### EXCERPTED DATA
⁂

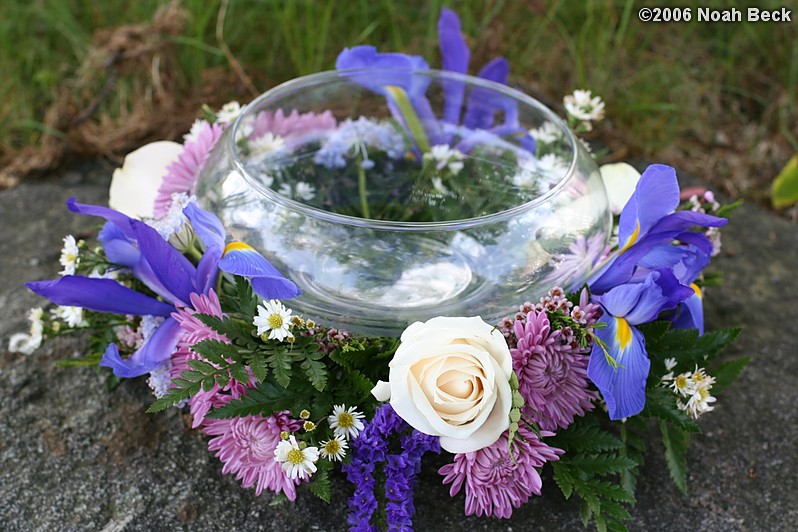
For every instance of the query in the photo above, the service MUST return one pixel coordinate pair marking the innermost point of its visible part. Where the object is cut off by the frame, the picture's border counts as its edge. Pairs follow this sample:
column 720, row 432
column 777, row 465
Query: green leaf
column 280, row 362
column 320, row 485
column 216, row 351
column 316, row 371
column 239, row 373
column 259, row 367
column 202, row 366
column 727, row 373
column 784, row 190
column 266, row 398
column 676, row 442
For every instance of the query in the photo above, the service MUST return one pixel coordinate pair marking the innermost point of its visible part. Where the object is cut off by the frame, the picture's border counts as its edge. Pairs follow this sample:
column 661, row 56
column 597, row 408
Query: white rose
column 620, row 180
column 450, row 378
column 134, row 187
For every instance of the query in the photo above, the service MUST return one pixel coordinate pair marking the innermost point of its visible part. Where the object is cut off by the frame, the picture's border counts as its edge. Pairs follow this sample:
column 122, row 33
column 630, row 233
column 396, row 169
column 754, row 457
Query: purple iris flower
column 647, row 228
column 623, row 385
column 395, row 69
column 137, row 246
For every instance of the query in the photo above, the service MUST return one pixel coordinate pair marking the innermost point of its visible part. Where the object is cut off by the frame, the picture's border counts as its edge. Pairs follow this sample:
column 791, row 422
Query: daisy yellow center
column 295, row 456
column 275, row 321
column 346, row 420
column 332, row 447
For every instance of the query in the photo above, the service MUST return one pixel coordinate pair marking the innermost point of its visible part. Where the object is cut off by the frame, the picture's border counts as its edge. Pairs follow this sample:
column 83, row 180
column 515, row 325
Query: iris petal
column 99, row 295
column 207, row 226
column 267, row 281
column 623, row 388
column 455, row 57
column 156, row 349
column 171, row 269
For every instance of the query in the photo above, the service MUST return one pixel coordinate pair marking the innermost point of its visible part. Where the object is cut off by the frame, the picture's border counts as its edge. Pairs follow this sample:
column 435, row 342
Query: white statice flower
column 355, row 137
column 150, row 324
column 696, row 387
column 228, row 113
column 73, row 316
column 160, row 379
column 27, row 343
column 267, row 145
column 699, row 403
column 196, row 128
column 548, row 133
column 70, row 256
column 583, row 106
column 174, row 221
column 334, row 449
column 305, row 191
column 446, row 157
column 285, row 190
column 23, row 343
column 346, row 423
column 273, row 318
column 440, row 188
column 297, row 462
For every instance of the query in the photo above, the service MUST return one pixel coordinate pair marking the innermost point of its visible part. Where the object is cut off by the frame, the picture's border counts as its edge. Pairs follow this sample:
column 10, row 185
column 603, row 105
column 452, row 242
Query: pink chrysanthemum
column 246, row 447
column 195, row 331
column 182, row 174
column 495, row 483
column 552, row 377
column 293, row 125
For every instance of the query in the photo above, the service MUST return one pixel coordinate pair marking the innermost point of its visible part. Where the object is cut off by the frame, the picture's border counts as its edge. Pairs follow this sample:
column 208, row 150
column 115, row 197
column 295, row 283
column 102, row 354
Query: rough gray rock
column 74, row 456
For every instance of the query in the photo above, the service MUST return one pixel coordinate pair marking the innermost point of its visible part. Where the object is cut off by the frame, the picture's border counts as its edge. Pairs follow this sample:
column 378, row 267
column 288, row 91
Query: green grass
column 664, row 84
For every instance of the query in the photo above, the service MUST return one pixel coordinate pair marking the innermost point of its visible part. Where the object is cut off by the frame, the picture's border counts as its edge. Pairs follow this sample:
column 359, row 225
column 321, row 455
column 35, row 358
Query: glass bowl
column 395, row 196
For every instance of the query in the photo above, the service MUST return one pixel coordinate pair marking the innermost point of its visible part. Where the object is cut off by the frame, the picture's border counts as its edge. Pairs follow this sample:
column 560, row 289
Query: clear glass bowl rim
column 342, row 219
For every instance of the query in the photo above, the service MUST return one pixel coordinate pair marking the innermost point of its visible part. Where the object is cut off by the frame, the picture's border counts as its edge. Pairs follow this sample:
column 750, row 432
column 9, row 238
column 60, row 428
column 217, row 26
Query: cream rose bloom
column 134, row 187
column 450, row 378
column 620, row 180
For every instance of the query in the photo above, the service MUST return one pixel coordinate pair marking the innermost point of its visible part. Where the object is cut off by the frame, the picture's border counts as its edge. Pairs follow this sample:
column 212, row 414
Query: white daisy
column 265, row 145
column 305, row 191
column 70, row 256
column 73, row 316
column 346, row 422
column 228, row 113
column 582, row 105
column 445, row 157
column 296, row 462
column 273, row 318
column 547, row 133
column 334, row 449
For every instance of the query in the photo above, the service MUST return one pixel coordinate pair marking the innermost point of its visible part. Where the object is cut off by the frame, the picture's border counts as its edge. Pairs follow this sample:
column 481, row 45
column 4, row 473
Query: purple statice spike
column 371, row 448
column 99, row 295
column 455, row 57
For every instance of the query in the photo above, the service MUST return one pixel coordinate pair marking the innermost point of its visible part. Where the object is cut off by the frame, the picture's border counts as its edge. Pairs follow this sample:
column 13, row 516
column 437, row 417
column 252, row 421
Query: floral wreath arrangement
column 569, row 380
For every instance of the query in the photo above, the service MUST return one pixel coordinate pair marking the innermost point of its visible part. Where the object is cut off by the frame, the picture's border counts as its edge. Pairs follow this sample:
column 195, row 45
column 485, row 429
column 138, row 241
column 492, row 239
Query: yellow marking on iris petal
column 623, row 333
column 632, row 238
column 237, row 246
column 697, row 290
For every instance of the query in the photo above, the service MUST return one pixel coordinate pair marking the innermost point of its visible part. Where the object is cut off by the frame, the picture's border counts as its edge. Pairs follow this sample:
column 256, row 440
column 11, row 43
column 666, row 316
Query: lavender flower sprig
column 401, row 470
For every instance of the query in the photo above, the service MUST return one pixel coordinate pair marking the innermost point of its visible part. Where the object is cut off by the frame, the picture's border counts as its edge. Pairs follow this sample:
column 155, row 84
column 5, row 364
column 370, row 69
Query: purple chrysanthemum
column 246, row 447
column 496, row 482
column 552, row 375
column 182, row 174
column 293, row 125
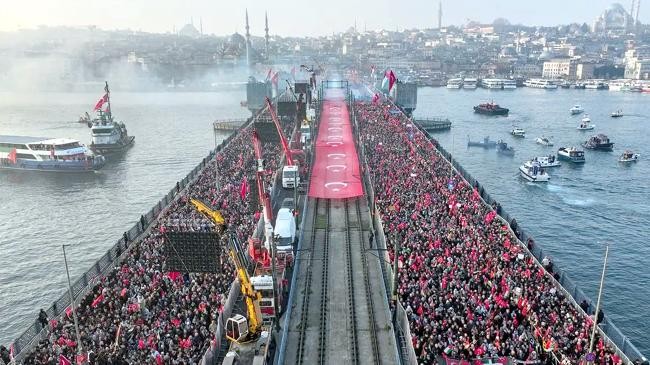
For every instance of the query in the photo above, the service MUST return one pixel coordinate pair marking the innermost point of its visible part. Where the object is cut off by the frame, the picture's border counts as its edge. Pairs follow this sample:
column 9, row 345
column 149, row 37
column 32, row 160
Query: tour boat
column 518, row 132
column 544, row 161
column 571, row 154
column 617, row 114
column 629, row 156
column 454, row 83
column 599, row 142
column 490, row 109
column 535, row 173
column 544, row 141
column 504, row 149
column 47, row 154
column 576, row 109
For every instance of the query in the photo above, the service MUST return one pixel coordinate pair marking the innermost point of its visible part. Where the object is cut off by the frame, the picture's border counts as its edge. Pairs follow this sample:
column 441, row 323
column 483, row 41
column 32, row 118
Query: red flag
column 391, row 80
column 12, row 156
column 64, row 360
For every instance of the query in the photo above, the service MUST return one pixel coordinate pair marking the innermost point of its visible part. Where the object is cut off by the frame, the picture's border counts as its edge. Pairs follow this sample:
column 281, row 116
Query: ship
column 108, row 135
column 491, row 109
column 47, row 154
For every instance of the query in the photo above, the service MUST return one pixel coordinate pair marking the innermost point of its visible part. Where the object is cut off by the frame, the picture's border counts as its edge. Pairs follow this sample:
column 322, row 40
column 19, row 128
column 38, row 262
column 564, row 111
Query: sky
column 297, row 18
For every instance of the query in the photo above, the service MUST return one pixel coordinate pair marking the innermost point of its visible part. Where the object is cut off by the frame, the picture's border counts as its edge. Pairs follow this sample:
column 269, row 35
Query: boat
column 629, row 156
column 108, row 135
column 571, row 154
column 599, row 142
column 470, row 83
column 454, row 83
column 617, row 114
column 485, row 143
column 504, row 149
column 585, row 124
column 540, row 84
column 518, row 132
column 491, row 109
column 534, row 172
column 576, row 109
column 544, row 161
column 47, row 154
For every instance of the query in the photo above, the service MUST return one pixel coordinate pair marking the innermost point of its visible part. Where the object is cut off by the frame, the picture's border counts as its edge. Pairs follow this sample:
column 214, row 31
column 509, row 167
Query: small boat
column 518, row 132
column 544, row 141
column 571, row 154
column 491, row 109
column 486, row 143
column 47, row 154
column 576, row 109
column 629, row 156
column 617, row 114
column 535, row 173
column 544, row 161
column 504, row 149
column 599, row 142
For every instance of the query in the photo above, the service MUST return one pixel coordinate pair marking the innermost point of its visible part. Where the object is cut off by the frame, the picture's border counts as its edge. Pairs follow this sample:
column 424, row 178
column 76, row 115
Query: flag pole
column 600, row 292
column 72, row 304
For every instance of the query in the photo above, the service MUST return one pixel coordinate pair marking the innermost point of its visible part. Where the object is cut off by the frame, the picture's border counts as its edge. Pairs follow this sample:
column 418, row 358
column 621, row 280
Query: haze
column 293, row 17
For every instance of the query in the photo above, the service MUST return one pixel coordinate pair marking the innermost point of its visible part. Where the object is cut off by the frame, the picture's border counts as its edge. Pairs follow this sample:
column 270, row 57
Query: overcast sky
column 294, row 17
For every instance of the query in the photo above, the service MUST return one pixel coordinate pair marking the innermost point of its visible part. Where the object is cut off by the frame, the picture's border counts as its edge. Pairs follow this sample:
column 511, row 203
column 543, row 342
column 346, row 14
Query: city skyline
column 289, row 19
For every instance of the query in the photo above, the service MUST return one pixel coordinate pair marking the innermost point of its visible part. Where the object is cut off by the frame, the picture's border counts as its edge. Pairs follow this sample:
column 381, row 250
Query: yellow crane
column 239, row 329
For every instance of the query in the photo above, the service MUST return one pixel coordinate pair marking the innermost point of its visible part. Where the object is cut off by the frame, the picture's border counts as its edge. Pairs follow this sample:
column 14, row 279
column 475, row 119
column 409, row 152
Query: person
column 42, row 318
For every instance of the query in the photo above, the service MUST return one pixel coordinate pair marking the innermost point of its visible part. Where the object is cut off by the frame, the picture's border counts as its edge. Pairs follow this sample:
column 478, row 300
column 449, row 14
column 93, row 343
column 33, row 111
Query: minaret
column 266, row 35
column 248, row 41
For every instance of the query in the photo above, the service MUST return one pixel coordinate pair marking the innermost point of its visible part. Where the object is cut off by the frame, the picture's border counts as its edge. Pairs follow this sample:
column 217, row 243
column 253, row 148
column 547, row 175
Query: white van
column 285, row 227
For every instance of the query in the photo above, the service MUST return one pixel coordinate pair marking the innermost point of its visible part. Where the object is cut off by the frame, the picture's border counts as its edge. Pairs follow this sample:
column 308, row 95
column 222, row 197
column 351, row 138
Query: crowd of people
column 469, row 288
column 143, row 314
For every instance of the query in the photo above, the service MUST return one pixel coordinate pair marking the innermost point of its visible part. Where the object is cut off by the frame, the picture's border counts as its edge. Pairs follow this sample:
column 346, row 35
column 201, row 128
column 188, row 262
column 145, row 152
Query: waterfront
column 582, row 207
column 90, row 212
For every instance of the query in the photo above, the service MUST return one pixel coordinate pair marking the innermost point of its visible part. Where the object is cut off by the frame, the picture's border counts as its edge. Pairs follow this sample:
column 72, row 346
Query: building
column 559, row 68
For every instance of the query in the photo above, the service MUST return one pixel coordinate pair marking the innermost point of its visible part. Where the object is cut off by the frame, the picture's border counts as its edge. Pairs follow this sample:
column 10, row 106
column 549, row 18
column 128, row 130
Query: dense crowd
column 142, row 314
column 469, row 288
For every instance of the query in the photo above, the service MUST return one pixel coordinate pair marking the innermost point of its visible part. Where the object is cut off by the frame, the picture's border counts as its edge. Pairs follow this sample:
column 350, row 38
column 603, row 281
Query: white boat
column 518, row 132
column 470, row 83
column 47, row 154
column 576, row 109
column 454, row 83
column 629, row 156
column 544, row 161
column 544, row 141
column 534, row 172
column 540, row 84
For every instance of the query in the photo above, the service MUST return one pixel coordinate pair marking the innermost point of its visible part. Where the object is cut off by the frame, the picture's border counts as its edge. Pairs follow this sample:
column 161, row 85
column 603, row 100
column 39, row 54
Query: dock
column 433, row 123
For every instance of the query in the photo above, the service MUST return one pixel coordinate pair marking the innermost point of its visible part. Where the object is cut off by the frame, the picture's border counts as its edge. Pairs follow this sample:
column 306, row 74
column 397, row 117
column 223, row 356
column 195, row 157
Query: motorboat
column 535, row 172
column 629, row 156
column 485, row 143
column 544, row 141
column 544, row 161
column 576, row 109
column 518, row 132
column 571, row 154
column 617, row 114
column 504, row 149
column 599, row 142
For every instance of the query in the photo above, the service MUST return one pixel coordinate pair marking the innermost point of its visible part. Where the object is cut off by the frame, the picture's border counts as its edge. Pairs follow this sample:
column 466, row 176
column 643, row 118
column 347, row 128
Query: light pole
column 600, row 292
column 72, row 304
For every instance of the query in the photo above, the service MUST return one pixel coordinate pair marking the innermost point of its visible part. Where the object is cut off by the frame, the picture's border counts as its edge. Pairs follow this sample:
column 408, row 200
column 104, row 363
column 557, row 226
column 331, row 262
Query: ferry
column 534, row 172
column 571, row 154
column 470, row 83
column 544, row 161
column 454, row 83
column 540, row 84
column 599, row 142
column 47, row 154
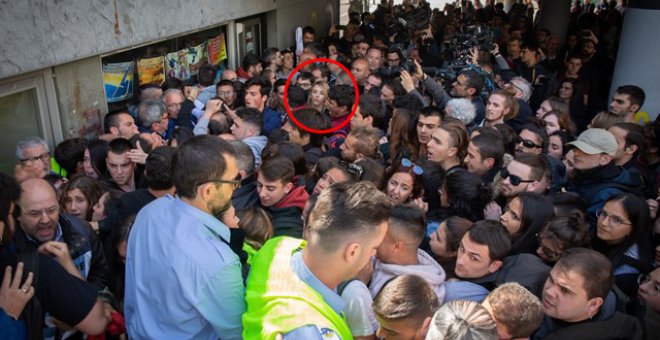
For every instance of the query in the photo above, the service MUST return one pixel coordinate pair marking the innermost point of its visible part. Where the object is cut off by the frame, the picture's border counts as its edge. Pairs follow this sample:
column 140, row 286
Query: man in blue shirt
column 182, row 279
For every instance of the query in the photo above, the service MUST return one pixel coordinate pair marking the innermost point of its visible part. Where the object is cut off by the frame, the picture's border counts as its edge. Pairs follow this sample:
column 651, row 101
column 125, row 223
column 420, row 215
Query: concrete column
column 637, row 61
column 554, row 16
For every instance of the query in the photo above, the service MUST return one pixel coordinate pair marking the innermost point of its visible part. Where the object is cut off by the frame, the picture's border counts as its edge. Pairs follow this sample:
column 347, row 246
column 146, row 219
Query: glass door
column 26, row 109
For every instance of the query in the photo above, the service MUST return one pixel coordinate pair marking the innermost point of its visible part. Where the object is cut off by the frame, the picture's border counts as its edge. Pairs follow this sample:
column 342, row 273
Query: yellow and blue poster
column 217, row 49
column 118, row 81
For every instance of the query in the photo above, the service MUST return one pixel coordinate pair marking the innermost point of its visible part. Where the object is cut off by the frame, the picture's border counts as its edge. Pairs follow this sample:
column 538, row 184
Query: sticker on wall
column 176, row 65
column 151, row 71
column 196, row 55
column 118, row 81
column 217, row 49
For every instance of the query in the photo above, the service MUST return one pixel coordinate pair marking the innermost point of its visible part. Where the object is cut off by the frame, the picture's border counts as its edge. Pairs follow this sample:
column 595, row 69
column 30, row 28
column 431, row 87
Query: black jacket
column 84, row 247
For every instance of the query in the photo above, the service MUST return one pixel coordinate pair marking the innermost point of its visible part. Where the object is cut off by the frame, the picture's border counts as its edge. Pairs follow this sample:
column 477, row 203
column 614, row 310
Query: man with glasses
column 281, row 196
column 33, row 159
column 191, row 264
column 597, row 178
column 71, row 241
column 578, row 302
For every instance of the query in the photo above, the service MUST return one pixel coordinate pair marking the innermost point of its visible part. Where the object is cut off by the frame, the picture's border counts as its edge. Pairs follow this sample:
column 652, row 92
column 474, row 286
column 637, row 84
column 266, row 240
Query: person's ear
column 425, row 327
column 593, row 305
column 352, row 251
column 632, row 149
column 495, row 266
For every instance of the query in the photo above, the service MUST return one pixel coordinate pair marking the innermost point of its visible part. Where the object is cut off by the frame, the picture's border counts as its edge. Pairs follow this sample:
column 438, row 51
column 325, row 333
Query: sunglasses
column 515, row 180
column 417, row 170
column 527, row 143
column 353, row 169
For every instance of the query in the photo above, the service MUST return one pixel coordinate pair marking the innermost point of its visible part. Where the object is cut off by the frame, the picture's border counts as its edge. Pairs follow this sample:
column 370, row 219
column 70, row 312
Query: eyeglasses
column 236, row 183
column 515, row 180
column 34, row 214
column 527, row 143
column 417, row 170
column 549, row 253
column 644, row 279
column 614, row 221
column 30, row 160
column 353, row 169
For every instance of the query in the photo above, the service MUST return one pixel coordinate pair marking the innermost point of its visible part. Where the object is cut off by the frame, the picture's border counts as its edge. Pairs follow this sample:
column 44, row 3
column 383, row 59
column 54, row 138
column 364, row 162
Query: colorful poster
column 196, row 57
column 151, row 71
column 118, row 81
column 176, row 65
column 217, row 49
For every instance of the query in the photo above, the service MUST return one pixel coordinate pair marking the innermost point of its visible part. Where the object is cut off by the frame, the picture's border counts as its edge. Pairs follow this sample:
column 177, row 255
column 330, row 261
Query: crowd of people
column 514, row 200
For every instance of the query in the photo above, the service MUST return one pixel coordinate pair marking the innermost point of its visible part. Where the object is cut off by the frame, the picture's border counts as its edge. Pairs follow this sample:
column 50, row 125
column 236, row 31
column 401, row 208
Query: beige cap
column 596, row 141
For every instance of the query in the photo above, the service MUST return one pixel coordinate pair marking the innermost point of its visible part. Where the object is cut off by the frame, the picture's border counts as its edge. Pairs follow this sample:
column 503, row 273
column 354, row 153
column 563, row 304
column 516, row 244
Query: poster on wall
column 176, row 65
column 196, row 57
column 151, row 71
column 217, row 49
column 118, row 81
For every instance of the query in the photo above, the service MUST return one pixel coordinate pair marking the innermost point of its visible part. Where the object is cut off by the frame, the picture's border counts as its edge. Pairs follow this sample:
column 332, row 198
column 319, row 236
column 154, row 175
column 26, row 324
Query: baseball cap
column 595, row 141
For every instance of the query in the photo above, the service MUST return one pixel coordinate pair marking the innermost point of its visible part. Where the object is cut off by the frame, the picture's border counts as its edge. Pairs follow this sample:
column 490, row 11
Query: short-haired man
column 340, row 103
column 204, row 286
column 257, row 90
column 484, row 156
column 120, row 125
column 526, row 172
column 280, row 196
column 483, row 263
column 292, row 291
column 33, row 159
column 70, row 240
column 428, row 120
column 246, row 196
column 404, row 308
column 375, row 57
column 361, row 143
column 153, row 116
column 360, row 71
column 627, row 101
column 370, row 112
column 578, row 302
column 399, row 252
column 310, row 142
column 250, row 68
column 120, row 166
column 517, row 312
column 157, row 178
column 597, row 178
column 247, row 128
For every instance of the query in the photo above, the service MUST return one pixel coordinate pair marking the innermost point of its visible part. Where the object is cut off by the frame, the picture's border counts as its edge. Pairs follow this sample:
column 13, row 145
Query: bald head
column 39, row 209
column 360, row 70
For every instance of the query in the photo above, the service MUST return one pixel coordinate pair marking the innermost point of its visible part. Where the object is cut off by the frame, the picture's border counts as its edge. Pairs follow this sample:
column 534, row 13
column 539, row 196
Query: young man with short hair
column 292, row 291
column 517, row 312
column 627, row 100
column 484, row 156
column 310, row 142
column 399, row 252
column 361, row 143
column 279, row 195
column 247, row 128
column 404, row 308
column 120, row 166
column 578, row 302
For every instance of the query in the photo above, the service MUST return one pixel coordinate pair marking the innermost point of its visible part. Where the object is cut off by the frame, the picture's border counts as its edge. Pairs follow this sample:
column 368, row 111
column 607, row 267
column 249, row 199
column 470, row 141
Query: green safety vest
column 278, row 301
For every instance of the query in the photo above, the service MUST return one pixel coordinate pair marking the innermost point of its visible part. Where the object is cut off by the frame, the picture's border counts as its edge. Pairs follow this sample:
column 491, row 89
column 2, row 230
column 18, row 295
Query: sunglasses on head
column 527, row 143
column 515, row 180
column 417, row 170
column 352, row 168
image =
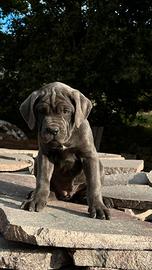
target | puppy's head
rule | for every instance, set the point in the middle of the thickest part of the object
(56, 109)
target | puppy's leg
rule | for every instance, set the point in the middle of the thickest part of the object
(40, 195)
(94, 177)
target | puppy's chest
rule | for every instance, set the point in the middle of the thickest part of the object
(63, 159)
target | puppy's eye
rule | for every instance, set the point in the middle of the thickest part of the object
(43, 110)
(66, 111)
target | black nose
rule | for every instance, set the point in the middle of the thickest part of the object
(53, 130)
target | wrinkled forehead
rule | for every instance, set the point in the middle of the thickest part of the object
(54, 97)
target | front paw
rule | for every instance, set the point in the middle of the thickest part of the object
(34, 204)
(97, 209)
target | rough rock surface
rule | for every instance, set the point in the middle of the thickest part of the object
(21, 256)
(12, 131)
(119, 259)
(60, 225)
(119, 196)
(16, 162)
(122, 166)
(128, 196)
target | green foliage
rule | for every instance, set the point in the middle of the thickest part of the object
(101, 47)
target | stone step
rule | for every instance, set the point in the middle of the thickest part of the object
(68, 225)
(15, 162)
(34, 153)
(137, 197)
(113, 166)
(114, 259)
(21, 256)
(31, 153)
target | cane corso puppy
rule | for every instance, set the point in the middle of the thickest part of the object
(66, 146)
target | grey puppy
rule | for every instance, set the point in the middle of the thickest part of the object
(66, 146)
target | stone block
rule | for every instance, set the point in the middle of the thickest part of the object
(128, 196)
(67, 225)
(9, 162)
(113, 166)
(115, 259)
(6, 151)
(21, 256)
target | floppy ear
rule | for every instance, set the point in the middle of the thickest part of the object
(83, 107)
(27, 109)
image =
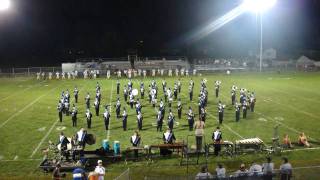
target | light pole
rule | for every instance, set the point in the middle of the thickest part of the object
(258, 7)
(4, 5)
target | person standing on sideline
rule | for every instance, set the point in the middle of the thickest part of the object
(217, 138)
(124, 119)
(76, 94)
(106, 117)
(100, 170)
(89, 118)
(199, 132)
(285, 170)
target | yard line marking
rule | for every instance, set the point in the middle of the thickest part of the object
(47, 134)
(19, 92)
(44, 138)
(108, 132)
(286, 126)
(304, 149)
(26, 107)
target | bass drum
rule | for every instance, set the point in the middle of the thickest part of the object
(90, 139)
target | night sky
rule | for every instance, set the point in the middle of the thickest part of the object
(48, 32)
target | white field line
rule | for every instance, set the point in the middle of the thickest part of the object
(228, 127)
(19, 92)
(108, 132)
(19, 160)
(44, 138)
(284, 125)
(26, 107)
(304, 149)
(46, 135)
(270, 118)
(293, 108)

⁂

### WHAT YOU SHOULD DO
From the listing above, copy every line that holds the string "stone".

### WRITTEN ANSWER
target | stone step
target | stone block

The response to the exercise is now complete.